Identify each line of the records below that contains the string "several", and copy those lines. Matching is case-sensitive.

-- START --

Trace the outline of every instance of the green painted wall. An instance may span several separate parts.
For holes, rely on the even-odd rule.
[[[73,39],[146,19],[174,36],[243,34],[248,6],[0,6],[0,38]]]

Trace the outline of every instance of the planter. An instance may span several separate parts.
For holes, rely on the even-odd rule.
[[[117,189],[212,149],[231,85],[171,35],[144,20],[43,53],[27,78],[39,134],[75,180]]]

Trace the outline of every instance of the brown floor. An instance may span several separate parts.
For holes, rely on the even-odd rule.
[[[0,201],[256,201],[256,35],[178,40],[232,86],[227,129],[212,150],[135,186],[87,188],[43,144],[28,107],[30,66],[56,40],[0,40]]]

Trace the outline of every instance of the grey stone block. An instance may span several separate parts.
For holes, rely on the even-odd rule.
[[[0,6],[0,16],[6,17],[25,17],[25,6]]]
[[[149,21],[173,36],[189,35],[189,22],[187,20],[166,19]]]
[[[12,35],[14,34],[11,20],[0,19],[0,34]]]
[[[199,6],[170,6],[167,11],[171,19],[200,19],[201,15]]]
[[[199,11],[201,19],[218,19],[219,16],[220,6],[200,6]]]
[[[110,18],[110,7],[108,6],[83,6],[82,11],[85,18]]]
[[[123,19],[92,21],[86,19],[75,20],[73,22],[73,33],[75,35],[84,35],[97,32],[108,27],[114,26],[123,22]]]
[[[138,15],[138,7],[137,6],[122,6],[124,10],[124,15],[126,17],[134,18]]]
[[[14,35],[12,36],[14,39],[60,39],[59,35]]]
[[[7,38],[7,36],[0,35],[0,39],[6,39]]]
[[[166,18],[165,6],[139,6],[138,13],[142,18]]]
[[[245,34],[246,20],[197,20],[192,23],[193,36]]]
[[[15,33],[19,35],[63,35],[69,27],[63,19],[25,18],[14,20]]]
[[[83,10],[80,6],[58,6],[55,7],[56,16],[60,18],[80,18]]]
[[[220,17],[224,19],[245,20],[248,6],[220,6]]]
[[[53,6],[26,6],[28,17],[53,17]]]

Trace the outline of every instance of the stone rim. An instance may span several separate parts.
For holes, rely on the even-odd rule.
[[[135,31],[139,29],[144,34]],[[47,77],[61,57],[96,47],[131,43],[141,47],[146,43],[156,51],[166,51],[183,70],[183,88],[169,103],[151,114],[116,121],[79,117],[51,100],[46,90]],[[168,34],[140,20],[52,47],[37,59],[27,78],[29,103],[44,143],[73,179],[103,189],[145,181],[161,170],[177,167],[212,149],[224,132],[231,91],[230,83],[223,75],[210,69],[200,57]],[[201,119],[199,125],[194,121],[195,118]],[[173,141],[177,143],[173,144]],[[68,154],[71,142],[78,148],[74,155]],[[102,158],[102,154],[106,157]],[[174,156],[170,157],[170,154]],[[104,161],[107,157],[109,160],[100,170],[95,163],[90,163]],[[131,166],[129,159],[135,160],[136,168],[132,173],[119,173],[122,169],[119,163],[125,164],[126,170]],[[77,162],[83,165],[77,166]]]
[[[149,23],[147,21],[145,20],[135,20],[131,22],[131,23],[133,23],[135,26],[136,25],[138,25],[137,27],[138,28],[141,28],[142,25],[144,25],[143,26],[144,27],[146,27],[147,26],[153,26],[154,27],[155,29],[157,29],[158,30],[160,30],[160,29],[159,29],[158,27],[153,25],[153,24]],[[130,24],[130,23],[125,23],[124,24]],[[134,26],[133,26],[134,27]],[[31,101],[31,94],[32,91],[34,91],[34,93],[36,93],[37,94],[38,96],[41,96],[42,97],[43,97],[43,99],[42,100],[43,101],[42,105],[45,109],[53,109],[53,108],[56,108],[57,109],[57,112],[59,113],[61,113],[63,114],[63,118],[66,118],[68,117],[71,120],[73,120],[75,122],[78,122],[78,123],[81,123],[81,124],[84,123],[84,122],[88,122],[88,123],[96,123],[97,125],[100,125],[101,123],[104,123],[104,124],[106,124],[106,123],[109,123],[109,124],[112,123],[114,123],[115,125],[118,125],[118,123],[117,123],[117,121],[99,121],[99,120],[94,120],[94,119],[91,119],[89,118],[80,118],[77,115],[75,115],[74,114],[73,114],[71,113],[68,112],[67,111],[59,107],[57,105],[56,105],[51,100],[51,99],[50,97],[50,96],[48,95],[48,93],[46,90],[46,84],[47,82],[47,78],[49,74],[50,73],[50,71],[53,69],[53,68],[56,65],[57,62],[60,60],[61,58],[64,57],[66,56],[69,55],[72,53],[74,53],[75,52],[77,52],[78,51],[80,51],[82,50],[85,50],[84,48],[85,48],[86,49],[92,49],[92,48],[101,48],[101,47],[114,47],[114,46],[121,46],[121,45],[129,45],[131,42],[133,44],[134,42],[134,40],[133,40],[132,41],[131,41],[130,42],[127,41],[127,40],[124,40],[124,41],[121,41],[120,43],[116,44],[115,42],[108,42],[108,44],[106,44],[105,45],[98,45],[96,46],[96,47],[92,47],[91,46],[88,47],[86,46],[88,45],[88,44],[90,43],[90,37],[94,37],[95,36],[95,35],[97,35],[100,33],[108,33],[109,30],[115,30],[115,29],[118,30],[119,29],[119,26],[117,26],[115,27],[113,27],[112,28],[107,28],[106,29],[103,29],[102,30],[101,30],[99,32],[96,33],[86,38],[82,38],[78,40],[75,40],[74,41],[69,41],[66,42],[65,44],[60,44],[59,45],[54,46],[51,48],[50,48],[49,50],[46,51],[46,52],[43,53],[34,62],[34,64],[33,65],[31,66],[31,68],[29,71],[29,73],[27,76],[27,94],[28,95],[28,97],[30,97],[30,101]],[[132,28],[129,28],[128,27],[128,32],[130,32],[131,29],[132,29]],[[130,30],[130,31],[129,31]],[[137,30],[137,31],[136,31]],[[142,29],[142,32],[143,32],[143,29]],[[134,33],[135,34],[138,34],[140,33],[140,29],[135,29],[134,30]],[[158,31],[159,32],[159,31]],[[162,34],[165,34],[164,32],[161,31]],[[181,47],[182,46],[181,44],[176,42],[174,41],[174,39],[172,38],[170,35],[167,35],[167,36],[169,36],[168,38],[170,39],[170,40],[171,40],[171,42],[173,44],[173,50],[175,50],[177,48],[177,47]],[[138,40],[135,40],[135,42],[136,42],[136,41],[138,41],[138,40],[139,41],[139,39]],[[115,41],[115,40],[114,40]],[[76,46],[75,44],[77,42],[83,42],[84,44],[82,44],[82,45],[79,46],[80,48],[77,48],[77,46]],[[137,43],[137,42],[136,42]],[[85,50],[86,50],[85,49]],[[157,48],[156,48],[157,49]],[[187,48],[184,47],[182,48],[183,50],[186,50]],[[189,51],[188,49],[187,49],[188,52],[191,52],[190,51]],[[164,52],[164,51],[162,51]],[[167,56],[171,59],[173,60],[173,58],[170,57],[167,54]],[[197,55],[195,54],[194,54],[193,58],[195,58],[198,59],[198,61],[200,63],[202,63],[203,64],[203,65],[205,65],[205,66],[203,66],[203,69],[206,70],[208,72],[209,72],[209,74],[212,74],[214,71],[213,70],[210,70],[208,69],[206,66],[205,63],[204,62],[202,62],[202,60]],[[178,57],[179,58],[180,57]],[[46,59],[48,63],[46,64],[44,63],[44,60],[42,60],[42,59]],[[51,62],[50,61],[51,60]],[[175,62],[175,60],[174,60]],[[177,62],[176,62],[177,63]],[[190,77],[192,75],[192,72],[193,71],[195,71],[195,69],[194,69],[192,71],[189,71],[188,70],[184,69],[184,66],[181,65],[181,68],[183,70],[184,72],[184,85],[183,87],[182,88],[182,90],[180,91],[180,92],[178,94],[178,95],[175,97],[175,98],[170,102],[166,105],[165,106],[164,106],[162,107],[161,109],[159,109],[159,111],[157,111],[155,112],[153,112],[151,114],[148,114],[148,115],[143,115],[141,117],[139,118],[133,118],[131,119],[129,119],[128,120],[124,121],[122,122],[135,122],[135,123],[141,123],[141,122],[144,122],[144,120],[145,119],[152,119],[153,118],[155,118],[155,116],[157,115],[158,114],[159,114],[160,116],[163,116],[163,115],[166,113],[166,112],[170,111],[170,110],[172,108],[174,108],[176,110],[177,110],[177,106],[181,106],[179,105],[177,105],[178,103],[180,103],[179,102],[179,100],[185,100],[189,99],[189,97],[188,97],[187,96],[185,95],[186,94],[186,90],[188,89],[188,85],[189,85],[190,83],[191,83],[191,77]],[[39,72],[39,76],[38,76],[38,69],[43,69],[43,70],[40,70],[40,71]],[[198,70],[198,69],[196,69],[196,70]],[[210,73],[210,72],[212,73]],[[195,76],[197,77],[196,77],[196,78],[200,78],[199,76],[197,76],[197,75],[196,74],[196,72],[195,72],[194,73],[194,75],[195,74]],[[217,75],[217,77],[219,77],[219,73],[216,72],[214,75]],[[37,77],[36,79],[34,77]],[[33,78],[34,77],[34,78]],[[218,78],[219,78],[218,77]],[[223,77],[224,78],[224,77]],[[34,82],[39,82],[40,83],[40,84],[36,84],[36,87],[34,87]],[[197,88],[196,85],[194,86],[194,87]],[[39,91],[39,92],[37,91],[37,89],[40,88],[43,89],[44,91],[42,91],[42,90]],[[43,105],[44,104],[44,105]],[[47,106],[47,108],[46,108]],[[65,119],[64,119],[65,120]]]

-- END --

◆ Result
Trace the outline of every instance of the green painted wall. An instance may span several separate parts.
Trace the outline of every instance of the planter. An instance may span several separate parts.
Trace the outline of every instance of the brown floor. An instance may span several separate parts.
Trace the outline of every instance of the grey stone block. An instance may span several separate parts.
Trace the outline of every instance of the stone rim. An instance may span several separate parts.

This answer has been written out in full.